### [ARTICLE]
______

NBC Skips the Middleman As It Skitters To and Fro


ipvideo2.jpgThe online video business is a marketplace still in formation and it shows. Nobody knows just how to make money off web-delivered TV shows and a lot of scattered experiments are underway.

Nobody, it seems, is more scattered than NBC-Universal. Less than a month after it finally gave a name to its joint online video syndication venture, Hulu.com, NBC-U announced today it will offer content directly to viewers on a downloadable basis under a new service called NBC Direct. The programs, including hit "Heroes," will be available for one week after their initial airing and will have non-skippable ads embedded within them.

This move also comes less than one month after NBC announced it would stop selling commercial-free TV shows via Apple's iTunes and instead sell them via Amazon's Unbox service for the exact same price, $1.99/download.

So, in an effort to navigate the web video waters, NBC plans to syndicate content via Hulu.com, sell commercial free TV shows on Amazon.com and offer ad-supported downloads directly to consumers. Granted, these varied efforts each may reach a different kind of viewer with different kinds of content.

______

[Records from a dataset]
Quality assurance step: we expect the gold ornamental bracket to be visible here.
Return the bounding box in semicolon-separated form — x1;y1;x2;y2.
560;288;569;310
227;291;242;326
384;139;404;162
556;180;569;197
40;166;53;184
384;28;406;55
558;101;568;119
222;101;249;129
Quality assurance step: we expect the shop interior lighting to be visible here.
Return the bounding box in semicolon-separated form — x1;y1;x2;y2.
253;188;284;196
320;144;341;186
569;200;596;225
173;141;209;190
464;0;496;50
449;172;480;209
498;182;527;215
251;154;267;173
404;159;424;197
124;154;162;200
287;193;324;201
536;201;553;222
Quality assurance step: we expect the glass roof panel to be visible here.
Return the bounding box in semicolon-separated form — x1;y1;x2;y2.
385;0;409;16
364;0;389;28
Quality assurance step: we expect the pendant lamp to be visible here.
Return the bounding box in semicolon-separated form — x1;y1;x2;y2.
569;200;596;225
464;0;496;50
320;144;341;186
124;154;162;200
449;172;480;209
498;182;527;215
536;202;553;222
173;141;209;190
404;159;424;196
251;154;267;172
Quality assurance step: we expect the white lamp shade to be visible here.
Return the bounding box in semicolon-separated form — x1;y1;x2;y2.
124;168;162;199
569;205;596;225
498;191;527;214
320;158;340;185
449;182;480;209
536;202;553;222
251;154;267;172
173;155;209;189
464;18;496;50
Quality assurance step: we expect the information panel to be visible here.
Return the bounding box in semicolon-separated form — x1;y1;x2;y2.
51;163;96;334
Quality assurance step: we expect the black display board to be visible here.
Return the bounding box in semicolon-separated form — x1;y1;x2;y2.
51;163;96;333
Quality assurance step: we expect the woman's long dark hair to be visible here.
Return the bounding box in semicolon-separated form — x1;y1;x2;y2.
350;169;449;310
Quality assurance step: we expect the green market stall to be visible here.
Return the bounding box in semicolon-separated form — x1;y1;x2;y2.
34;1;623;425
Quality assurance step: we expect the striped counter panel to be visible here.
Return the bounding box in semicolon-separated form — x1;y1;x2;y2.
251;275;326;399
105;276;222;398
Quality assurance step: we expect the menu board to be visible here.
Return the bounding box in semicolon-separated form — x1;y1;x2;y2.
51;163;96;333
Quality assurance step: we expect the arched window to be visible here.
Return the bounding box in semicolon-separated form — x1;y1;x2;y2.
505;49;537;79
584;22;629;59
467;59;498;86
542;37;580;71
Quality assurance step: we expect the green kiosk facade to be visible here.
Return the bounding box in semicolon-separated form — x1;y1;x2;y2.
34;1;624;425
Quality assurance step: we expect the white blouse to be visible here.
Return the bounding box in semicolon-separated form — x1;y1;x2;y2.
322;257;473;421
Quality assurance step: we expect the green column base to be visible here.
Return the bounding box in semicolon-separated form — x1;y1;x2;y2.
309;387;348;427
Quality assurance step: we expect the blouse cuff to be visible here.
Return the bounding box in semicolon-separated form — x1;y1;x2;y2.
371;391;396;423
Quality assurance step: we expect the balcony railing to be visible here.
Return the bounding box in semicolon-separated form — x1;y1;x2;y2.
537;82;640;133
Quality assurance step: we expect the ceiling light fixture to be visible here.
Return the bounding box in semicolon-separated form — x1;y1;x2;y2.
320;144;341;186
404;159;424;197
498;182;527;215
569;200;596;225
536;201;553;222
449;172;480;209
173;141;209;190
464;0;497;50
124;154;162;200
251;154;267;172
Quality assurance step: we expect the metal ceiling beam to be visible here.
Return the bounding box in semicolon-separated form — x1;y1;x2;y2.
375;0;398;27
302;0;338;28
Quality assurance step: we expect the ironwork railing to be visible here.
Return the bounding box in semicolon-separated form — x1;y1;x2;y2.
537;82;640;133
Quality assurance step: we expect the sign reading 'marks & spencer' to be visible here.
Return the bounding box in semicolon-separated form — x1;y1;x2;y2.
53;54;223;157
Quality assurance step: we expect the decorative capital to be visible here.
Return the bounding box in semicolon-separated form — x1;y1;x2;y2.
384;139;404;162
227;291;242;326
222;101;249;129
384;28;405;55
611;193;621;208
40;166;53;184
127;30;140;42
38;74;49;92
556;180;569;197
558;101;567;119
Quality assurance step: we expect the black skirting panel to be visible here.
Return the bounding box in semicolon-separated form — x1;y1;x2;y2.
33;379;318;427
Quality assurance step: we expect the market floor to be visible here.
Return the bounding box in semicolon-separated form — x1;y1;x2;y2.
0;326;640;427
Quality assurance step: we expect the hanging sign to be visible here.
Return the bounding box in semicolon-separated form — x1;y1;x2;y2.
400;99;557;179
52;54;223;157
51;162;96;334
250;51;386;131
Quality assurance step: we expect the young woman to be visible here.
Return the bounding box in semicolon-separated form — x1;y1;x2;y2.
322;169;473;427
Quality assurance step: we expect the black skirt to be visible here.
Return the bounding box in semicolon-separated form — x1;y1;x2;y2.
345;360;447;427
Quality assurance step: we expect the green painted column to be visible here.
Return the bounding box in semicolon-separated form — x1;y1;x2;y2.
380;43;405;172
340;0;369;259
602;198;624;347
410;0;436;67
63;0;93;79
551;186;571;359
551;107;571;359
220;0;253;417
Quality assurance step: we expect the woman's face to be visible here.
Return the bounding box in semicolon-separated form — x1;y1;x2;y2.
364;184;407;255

______

### [TASKS FOR THIS EXERCISE]
**a.** Translate this sentence from the article on NBC's online video plans into Spanish: "Nobody, it seems, is more scattered than NBC-Universal."
**b.** Answer these questions using the article on NBC's online video plans:
(i) For how long after their initial airing will programs be available on NBC Direct?
(ii) What price per download does NBC charge for its shows?
(iii) Which service will NBC use instead of Apple's iTunes to sell commercial-free TV shows?
**c.** Please extend the article on NBC's online video plans, picking up after its last sentence.

### [PER-TASK OUTPUTS]
**a.** Nadie, al parecer, está más disperso que NBC-Universal.

**b.**
(i) One week
(ii) $1.99
(iii) Amazon's Unbox

**c.**
Still, it's kind of a mess, which is not surprising given that there is no magical business model for web video. Apple's iTunes, on the other hand, is not a mess.

iTunes serves today as the closest approximation to a widely known and utilized video middleman that exists on the Internet. In the old days, we would have called this middleman a TV "network."

Indeed, Jeff Gaspin, the president of NBC's digital division says that the NBC Direct experiment is a direct move to "eliminate the middleman." What remains to be seen is if Internet video shapes up to be a true direct-to-consumer business, at least in a big way, or whether after all the skittering to and fro, content providers will gravitate back to the web era's version of a TV network.